PROBLEM DETAILS: Transcribe verbatim the lines in the entries below, from the line containing "Outline each hand" through the line containing "271, 530, 337, 584", both included.
┄┄┄┄┄┄┄┄┄┄┄┄┄┄┄┄┄┄┄┄
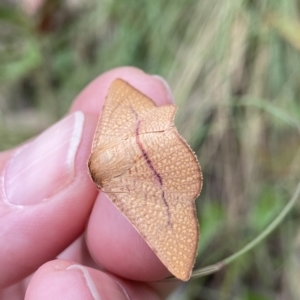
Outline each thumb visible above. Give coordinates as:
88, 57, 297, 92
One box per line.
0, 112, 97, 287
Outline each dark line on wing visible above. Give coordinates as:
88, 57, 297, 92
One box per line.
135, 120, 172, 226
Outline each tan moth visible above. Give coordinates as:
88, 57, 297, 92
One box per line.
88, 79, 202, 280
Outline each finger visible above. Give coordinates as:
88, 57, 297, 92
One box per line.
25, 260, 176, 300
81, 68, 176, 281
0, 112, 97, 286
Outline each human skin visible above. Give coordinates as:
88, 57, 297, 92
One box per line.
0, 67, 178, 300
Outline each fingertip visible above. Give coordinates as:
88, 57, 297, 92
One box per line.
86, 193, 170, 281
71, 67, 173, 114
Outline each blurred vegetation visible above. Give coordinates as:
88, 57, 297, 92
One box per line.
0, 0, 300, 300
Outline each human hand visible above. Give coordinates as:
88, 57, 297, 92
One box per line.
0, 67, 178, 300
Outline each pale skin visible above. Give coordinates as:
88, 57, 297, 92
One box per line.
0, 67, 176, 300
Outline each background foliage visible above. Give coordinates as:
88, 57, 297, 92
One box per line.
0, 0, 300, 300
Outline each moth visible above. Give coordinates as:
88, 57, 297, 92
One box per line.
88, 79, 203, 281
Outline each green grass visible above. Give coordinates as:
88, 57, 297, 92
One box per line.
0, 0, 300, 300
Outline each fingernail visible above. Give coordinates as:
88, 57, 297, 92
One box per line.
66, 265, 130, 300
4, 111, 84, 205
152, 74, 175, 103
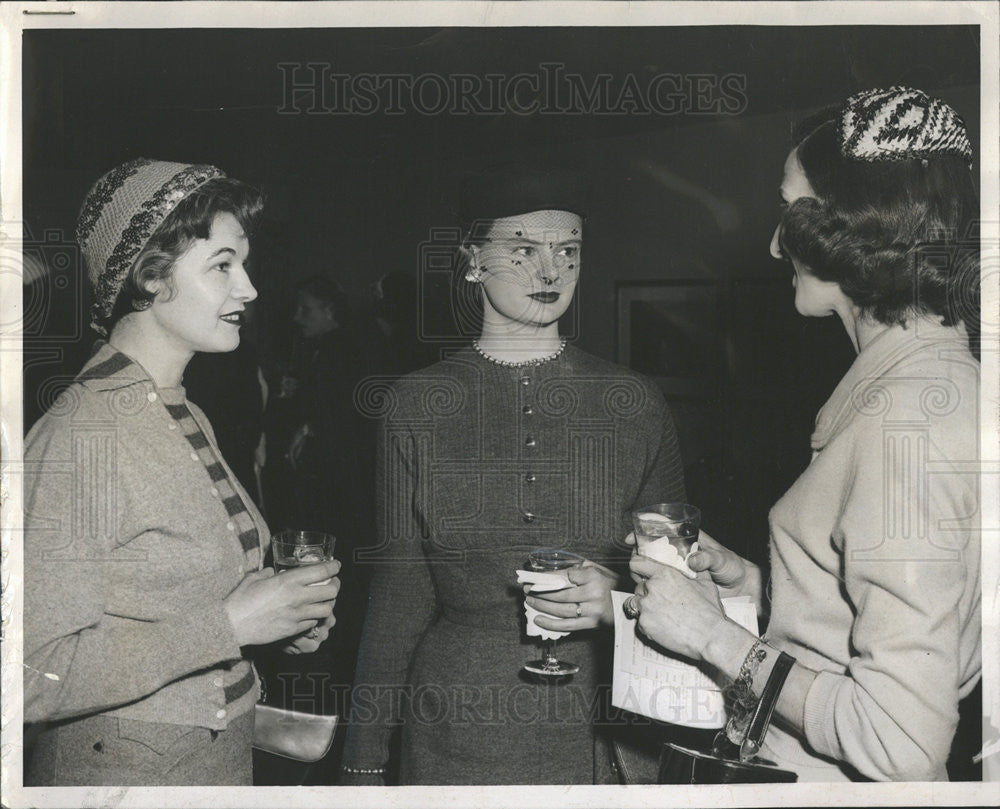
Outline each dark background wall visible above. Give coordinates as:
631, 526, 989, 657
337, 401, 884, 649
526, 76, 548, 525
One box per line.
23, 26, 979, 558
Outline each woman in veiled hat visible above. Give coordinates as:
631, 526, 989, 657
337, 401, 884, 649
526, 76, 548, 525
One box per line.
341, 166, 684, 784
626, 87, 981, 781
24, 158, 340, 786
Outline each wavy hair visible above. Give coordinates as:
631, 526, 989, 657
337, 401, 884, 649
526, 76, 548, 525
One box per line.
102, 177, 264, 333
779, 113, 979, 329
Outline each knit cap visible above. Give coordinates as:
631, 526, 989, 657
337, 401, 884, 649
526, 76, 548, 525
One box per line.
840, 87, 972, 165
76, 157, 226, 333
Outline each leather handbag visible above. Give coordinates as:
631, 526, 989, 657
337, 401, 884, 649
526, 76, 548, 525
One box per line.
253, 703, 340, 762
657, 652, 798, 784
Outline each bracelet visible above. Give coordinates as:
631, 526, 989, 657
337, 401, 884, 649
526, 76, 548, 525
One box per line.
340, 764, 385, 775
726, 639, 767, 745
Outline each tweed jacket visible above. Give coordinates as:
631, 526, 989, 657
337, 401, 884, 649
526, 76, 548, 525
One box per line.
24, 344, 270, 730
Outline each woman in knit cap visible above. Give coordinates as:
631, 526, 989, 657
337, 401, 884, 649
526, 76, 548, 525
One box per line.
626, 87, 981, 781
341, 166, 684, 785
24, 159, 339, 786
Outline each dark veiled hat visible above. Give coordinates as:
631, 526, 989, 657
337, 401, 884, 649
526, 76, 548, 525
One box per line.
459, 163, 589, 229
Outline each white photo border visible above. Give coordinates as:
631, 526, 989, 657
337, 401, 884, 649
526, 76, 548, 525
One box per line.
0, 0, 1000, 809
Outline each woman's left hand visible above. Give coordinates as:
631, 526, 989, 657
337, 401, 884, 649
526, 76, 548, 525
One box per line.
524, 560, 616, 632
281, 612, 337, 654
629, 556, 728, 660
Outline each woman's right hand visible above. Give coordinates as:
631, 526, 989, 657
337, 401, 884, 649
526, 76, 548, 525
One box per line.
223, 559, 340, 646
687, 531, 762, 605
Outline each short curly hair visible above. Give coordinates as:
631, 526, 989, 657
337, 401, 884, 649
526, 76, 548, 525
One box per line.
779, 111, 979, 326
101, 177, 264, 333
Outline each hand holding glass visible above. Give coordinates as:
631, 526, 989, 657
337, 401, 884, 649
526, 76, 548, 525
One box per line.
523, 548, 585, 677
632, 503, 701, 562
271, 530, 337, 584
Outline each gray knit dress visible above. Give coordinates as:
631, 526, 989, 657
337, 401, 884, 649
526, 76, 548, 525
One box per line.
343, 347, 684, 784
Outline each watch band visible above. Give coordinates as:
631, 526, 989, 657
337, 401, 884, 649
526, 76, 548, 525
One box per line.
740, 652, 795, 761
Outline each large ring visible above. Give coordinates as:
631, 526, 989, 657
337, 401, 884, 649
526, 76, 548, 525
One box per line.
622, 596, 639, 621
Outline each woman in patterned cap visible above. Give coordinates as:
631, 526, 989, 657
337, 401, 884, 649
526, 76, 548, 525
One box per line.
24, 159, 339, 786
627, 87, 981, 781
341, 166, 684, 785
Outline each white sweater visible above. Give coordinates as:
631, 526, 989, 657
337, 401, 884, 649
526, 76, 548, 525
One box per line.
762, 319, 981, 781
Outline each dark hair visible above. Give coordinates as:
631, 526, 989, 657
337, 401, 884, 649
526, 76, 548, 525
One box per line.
┄┄┄┄┄┄┄┄┄┄┄┄┄┄┄┄┄┄┄┄
EXERCISE SOLUTION:
Outline each hand holding glass visible above. Give coordinates as:
631, 526, 989, 657
337, 401, 884, 649
526, 76, 548, 525
One box per line.
523, 548, 585, 677
632, 503, 701, 562
271, 530, 337, 584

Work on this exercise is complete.